Start

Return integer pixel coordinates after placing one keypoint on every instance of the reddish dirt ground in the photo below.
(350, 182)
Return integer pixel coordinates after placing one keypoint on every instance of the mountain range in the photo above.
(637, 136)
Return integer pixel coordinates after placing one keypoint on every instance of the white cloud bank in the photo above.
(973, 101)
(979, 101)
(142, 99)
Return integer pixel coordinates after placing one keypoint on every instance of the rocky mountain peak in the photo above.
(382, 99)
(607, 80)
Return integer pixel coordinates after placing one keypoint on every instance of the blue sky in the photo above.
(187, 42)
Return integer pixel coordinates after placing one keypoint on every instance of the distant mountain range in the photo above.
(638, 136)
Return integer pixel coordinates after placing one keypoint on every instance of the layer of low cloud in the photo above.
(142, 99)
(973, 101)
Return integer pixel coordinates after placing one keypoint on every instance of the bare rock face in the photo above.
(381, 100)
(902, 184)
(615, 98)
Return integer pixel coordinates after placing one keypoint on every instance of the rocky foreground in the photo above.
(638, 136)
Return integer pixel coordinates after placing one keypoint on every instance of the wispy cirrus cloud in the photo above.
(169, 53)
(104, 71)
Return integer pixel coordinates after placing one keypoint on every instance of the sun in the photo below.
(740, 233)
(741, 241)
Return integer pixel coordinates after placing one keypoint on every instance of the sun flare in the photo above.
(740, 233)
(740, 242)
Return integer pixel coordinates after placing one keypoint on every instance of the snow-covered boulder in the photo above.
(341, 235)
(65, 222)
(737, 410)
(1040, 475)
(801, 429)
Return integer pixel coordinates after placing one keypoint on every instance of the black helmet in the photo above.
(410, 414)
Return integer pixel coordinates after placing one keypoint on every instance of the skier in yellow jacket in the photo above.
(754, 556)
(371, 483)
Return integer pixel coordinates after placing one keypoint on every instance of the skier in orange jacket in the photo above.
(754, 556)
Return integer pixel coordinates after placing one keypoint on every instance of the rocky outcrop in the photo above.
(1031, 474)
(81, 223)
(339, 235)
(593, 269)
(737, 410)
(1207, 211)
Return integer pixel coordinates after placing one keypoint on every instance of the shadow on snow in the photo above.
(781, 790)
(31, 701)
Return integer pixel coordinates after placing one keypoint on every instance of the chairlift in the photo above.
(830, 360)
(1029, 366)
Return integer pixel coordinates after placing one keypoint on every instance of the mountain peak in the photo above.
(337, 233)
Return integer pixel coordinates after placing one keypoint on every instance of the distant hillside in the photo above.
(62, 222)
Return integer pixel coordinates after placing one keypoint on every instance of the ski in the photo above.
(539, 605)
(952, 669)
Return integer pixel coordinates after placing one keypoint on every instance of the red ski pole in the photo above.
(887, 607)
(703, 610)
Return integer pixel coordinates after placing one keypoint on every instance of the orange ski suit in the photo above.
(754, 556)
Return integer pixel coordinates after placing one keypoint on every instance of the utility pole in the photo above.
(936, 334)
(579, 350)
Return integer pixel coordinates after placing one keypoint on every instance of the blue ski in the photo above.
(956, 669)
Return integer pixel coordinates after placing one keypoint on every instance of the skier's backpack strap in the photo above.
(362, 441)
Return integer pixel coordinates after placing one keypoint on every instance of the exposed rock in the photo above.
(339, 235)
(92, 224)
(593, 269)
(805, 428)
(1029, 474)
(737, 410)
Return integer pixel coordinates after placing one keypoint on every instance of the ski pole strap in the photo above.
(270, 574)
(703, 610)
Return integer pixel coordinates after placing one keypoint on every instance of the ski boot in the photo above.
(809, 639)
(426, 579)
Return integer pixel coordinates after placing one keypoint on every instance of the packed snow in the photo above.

End

Write out all of the records above exactly as they appear.

**Answer to this exercise**
Return integer pixel coordinates after placing one keypoint on every instance of the reddish dirt ground in the photo below.
(350, 182)
Return integer pixel coordinates after placing one keypoint on every instance of the mountain range in the photo above.
(637, 136)
Return integer pixel coordinates after placing one keypoint on every instance of the white cloud bank in the photo above.
(973, 101)
(979, 101)
(142, 99)
Return integer pixel coordinates after placing one keypoint on every instance of the rocky mountain peak in the photo above.
(382, 99)
(607, 80)
Return integer pixel coordinates after placing one keypoint on every instance of the blue sky in the photo above.
(187, 42)
Return integer pixel coordinates after placing one keypoint on every instance of the distant mountain range in the photo above.
(638, 136)
Return integer pixel coordinates after placing one keypoint on every instance of the layer of low cloud in the photo above.
(142, 99)
(973, 101)
Return integer pixel coordinates after placing one keypoint on every instance of the bare rock face in the photo above.
(381, 100)
(902, 184)
(615, 98)
Return integer pixel coordinates after placing one keypoint on every instance of the rocky foreground in the photo above.
(638, 136)
Return integer pixel coordinates after placing one keypoint on every instance of the wispy cirrus cloud in the photo above.
(169, 53)
(104, 71)
Return integer pixel coordinates after placing one keypoint on every instance of the sun in the photo below.
(740, 233)
(741, 241)
Return integer pixel coordinates after placing one keypoint on every instance of the sun flare in the photo above.
(740, 233)
(740, 242)
Return integer pixel coordinates after placing one keypoint on every instance of the snow-covered boulder in the photo above.
(341, 235)
(65, 222)
(737, 410)
(1040, 475)
(801, 429)
Return integer pixel coordinates after placing one keypoint on every instance of the black helmet in the photo above.
(410, 414)
Return integer pixel coordinates after placing one keypoint on every instance of the skier in yellow jacket in the photo above.
(754, 556)
(371, 483)
Return integer pixel coordinates after placing one keypoint on every instance of the skier in orange jacket in the photo above.
(754, 556)
Return integer pixel coordinates after placing one keypoint on every instance of the rocky outcrop in the photo above.
(1031, 474)
(81, 223)
(339, 235)
(593, 269)
(737, 410)
(1207, 211)
Return integer pixel coordinates after placing one keypoint on every instance of the shadow on snow in the photo above.
(781, 790)
(31, 701)
Return integer pixel coordinates after placing one keypoint on every instance of the chairlift in the photo above.
(830, 360)
(1029, 366)
Return integer pixel coordinates after placing one keypoint on every instance of the mountain peak in the photo above.
(337, 233)
Return integer pixel coordinates after placing one keypoint on every instance of the distant hillside in the photo above.
(62, 222)
Return integer pixel coordinates after placing one keypoint on every instance of the ski in the photo above.
(539, 605)
(952, 669)
Return integer pixel coordinates after placing one keypoint on every instance of the red ski pole in the photo above.
(887, 607)
(703, 610)
Return integer pixel coordinates after placing one keypoint on every instance of the orange ski suit in the photo above.
(754, 556)
Return integer pixel coordinates after placing one keypoint on every instance of the utility pole in the photo above.
(936, 334)
(579, 350)
Return integer pixel coordinates after placing one keypoint on every instance of the blue ski in the photo above.
(956, 669)
Return integer pixel coordinates after placing one keypoint on every instance of the skier's backpack strap in the photo above.
(362, 441)
Return integer pixel coordinates after placing one keypoint on every instance of the exposed rock in the photo above.
(339, 235)
(92, 224)
(593, 269)
(805, 428)
(1029, 474)
(737, 410)
Return integer pixel coordinates after placing one keypoint on every instance of the ski pole strap in the photo above.
(270, 574)
(703, 610)
Return integer pixel coordinates after placing one keypoint on every instance of the ski boot in the photo above.
(809, 639)
(426, 579)
Return integer pixel coordinates after placing one keypoint on every instance of the packed snow in the photo above.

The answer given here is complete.